(Stored items)

○ ○ ○ ○ ○ ○ ○

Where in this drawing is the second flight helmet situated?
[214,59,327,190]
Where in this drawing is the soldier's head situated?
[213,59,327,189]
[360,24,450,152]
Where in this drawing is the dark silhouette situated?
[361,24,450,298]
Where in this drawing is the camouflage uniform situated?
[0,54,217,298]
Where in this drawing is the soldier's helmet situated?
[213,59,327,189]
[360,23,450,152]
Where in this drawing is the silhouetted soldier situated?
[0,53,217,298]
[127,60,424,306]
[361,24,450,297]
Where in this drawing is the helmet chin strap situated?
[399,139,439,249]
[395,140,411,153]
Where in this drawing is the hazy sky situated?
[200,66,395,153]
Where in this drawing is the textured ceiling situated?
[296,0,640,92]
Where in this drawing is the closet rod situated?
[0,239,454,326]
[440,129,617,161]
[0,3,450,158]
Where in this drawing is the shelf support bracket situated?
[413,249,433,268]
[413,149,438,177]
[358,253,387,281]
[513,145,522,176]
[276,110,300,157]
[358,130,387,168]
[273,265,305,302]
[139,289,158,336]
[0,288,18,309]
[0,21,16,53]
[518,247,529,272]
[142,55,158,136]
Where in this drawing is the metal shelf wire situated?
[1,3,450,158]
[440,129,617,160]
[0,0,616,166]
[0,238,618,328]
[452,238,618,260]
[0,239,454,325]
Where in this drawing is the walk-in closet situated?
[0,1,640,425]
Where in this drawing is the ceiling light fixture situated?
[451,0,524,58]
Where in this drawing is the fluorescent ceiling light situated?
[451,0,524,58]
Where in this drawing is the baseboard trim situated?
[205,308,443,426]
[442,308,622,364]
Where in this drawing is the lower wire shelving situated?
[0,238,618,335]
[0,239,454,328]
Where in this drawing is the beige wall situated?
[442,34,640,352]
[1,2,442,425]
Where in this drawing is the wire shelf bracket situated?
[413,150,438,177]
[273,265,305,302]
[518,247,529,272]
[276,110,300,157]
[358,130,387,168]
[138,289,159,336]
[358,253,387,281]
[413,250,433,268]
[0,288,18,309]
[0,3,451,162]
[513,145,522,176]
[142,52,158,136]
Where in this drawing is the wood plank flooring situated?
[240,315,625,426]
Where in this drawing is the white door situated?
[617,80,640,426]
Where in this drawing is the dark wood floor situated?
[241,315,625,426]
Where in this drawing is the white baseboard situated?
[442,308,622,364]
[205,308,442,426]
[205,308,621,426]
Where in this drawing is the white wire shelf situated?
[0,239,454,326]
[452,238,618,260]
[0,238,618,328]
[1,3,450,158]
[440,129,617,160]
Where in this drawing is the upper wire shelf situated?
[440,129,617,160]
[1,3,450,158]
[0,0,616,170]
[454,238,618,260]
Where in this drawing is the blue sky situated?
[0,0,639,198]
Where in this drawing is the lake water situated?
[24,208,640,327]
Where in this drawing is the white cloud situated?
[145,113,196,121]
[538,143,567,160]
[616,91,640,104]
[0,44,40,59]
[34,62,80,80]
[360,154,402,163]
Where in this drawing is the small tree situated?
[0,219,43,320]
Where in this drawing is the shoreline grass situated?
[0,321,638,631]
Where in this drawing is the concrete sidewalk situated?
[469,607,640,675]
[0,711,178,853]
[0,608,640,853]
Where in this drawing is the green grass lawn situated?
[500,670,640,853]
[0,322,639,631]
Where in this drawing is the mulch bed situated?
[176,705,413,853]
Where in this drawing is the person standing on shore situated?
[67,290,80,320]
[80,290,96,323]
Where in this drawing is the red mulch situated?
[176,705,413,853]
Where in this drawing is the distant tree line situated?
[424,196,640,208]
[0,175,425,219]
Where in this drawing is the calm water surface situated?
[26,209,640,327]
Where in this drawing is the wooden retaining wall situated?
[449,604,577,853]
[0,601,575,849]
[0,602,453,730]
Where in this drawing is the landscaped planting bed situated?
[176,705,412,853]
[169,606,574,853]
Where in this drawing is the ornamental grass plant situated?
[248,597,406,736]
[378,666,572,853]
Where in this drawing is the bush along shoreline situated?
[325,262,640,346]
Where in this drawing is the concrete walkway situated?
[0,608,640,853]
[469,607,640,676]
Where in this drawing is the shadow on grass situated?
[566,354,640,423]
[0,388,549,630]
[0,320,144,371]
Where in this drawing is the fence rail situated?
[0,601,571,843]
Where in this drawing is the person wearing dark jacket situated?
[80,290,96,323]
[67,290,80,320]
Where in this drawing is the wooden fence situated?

○ ○ ○ ○ ○ ○ ○

Exercise objective: Your task is to write out the lines from the one with "Where in this drawing is the landscaped" through the end of the records, exactly and with nothing added.

Task solution:
Where in this drawing is the landscaped planting bed situated?
[176,705,412,853]
[169,606,574,853]
Where in this drawing is the ornamental grass plant situated?
[248,597,406,736]
[378,666,572,853]
Where in this drawing is the bush along shoreline situated?
[325,262,640,346]
Where in this drawing is the concrete walkway situated?
[0,608,640,853]
[469,607,640,676]
Where in this drawing is the shadow on grass situated?
[566,354,640,423]
[0,388,549,630]
[0,320,144,371]
Where in this drawing is the fence rail situated?
[0,601,571,843]
Where in this drawing is the person wearing dark jacket situated?
[80,290,96,323]
[67,290,80,320]
Where in this drawing is the wooden fence situated?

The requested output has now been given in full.